Please edit the material below so that "innermost point" becomes "central point" throughout, with nothing else altered. Leave the pictures out of your version.

— start —

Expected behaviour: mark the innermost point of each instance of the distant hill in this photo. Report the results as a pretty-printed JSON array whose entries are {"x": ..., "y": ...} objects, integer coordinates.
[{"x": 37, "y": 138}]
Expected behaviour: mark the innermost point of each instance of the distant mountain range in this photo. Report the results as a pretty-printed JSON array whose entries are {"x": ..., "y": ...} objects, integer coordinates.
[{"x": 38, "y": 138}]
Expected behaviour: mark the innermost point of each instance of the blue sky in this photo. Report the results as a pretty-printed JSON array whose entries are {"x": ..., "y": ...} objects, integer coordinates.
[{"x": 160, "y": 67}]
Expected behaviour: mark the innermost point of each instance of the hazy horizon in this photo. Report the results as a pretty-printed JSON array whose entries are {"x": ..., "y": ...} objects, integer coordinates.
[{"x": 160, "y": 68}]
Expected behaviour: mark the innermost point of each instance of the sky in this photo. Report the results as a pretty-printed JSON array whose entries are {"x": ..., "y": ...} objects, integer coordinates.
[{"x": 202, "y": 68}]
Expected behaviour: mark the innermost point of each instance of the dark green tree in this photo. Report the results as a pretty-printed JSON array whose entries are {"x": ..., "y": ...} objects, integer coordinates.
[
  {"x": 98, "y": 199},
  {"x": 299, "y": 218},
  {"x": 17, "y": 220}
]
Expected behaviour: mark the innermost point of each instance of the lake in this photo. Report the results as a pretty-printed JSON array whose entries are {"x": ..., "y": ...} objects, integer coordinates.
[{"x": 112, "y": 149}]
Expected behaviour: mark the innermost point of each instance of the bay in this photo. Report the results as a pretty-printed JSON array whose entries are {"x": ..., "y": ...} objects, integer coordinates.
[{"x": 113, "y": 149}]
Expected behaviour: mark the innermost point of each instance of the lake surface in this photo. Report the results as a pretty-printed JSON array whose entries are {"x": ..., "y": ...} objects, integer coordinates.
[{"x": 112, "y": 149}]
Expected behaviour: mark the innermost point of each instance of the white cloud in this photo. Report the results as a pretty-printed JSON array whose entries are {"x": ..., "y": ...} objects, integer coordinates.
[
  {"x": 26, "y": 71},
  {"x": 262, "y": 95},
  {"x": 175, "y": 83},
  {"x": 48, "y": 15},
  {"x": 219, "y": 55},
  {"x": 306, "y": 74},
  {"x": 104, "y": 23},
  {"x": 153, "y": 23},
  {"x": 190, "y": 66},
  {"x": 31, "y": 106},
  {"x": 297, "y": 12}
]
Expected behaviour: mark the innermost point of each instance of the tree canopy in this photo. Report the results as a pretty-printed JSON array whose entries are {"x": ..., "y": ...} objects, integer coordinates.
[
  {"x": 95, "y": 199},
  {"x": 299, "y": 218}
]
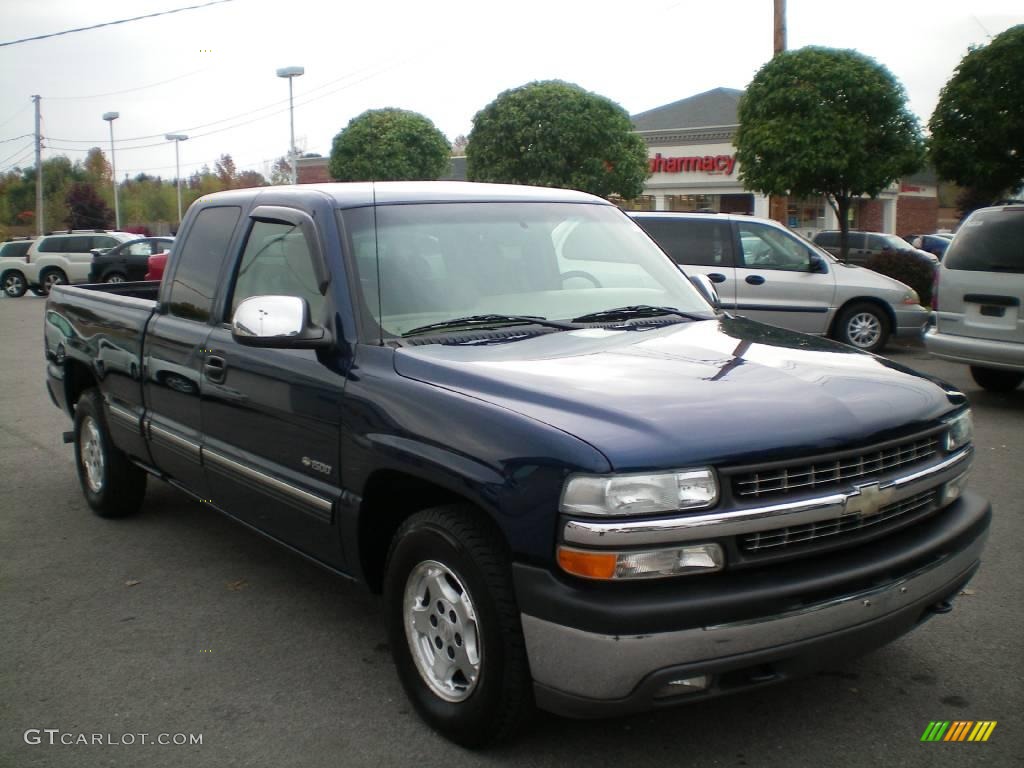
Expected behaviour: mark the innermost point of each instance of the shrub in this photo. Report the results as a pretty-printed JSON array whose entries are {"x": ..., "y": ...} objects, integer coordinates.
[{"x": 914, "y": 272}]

— end —

**Task response:**
Expected behaviour: mark the central point of each instance of the distant hill in this photo. Report the results as a pretty-printed JSON array whose entries are {"x": ..., "y": ...} objects, integer coordinates.
[{"x": 37, "y": 138}]
Expected behaviour: mark the central point of each instance of the distant mountain range in this photo. Report the results as a pretty-printed JSON array whose entries are {"x": ..., "y": ...} objects, integer coordinates.
[{"x": 38, "y": 138}]
Expected behaviour: mark the central point of each instance of the blue sky in this photo. Report the results as a pretty-printed JSON array whose entries are {"x": ..., "y": ...} objects, integer coordinates.
[{"x": 160, "y": 67}]
Expected behaviour: mark the central point of each instance of the hazy horizon in this photo. Report the results as a pretty-printed JSON array whose entries are {"x": ..., "y": ...} objects, integer coordinates.
[{"x": 160, "y": 68}]
Expected behaviour: mark the central point of each instance of the sky in this photo. Report the results as a pretty-printed JSON array whose entries are {"x": ..., "y": ...} objects, integer coordinates.
[{"x": 202, "y": 68}]
Expected behaviour: mark the central point of each instance of the dark green tree in this photo. Report the results as a pretty-printed JSON array whose entries are {"x": ..., "y": ...} objects, integer coordinates.
[
  {"x": 98, "y": 199},
  {"x": 299, "y": 218},
  {"x": 17, "y": 220}
]
Expected behaviour: mark the central point of each instance of the lake in this photo. Report the results as a pretty-printed JSON array whose entries are {"x": ..., "y": ...} objects, integer coordinates.
[{"x": 112, "y": 149}]
Expected behaviour: mark the central point of each instance of the bay in this photo. Report the results as a pretty-printed JSON array whose entries are {"x": ..., "y": ...} objects, integer coordinates.
[{"x": 113, "y": 149}]
Expected behaviour: mark the central point of each instance of the lake surface in this photo. Report the results as a pretty-printed JSON array whose entries are {"x": ..., "y": ...} objects, integer coordinates.
[{"x": 112, "y": 149}]
Expected behaviour: mark the central point of each instance of the white cloud in this photo. Report the results as a pretty-printed JSON array whose entries are {"x": ..., "y": ...} objects, integer coordinates.
[
  {"x": 26, "y": 71},
  {"x": 262, "y": 95},
  {"x": 175, "y": 83},
  {"x": 48, "y": 15},
  {"x": 219, "y": 55},
  {"x": 306, "y": 74},
  {"x": 104, "y": 23},
  {"x": 153, "y": 23},
  {"x": 190, "y": 66},
  {"x": 31, "y": 106},
  {"x": 297, "y": 12}
]
Expected behaviour: mark the central point of each instance of the tree canopy in this photo. Report the results as a pretty-printed JSON array whose entries are {"x": ..., "y": ...} objects, integer coordinates.
[
  {"x": 95, "y": 199},
  {"x": 299, "y": 218}
]
Expected behaviour: mark the central point of each instance of the shrub in this photo. Report the results as a pretty-printed JSON array whose entries are {"x": ..., "y": ...} objects, integer coordinates.
[{"x": 914, "y": 272}]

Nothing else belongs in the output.